Among the entries below, find the lines holding "black" and copy them.

_Entries supplied_.

------------------------------------------------

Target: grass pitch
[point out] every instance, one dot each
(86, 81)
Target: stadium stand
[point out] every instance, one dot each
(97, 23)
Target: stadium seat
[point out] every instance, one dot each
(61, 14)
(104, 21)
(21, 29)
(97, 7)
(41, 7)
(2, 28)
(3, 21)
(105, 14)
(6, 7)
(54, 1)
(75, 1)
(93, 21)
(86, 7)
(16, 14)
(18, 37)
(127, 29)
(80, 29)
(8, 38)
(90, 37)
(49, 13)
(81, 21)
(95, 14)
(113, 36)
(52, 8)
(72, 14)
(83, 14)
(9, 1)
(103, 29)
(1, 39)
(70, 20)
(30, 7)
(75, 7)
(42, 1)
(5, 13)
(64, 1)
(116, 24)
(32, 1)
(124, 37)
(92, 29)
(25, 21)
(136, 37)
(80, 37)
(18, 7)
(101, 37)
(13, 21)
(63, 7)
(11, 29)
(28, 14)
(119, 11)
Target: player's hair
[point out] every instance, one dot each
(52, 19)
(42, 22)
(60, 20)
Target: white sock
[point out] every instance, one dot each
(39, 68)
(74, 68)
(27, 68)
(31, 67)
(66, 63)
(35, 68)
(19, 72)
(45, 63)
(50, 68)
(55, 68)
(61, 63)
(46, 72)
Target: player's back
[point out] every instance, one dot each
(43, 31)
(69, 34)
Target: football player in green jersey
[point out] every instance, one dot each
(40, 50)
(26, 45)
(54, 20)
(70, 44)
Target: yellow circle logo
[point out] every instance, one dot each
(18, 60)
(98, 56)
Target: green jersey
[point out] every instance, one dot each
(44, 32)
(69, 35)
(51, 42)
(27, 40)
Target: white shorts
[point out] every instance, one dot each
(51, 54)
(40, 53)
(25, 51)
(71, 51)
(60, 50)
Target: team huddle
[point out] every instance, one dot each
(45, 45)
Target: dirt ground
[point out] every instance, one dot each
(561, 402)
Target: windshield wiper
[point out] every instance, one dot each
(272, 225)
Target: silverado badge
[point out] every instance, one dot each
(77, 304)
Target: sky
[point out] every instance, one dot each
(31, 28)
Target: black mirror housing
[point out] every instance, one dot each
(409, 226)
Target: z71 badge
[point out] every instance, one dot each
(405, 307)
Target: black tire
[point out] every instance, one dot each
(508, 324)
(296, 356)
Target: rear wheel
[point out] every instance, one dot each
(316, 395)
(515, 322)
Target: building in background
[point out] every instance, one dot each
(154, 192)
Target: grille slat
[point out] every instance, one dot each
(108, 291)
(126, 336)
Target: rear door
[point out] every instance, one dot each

------------------------------------------------

_Task answer_.
Target: black mirror housing
Target: black tire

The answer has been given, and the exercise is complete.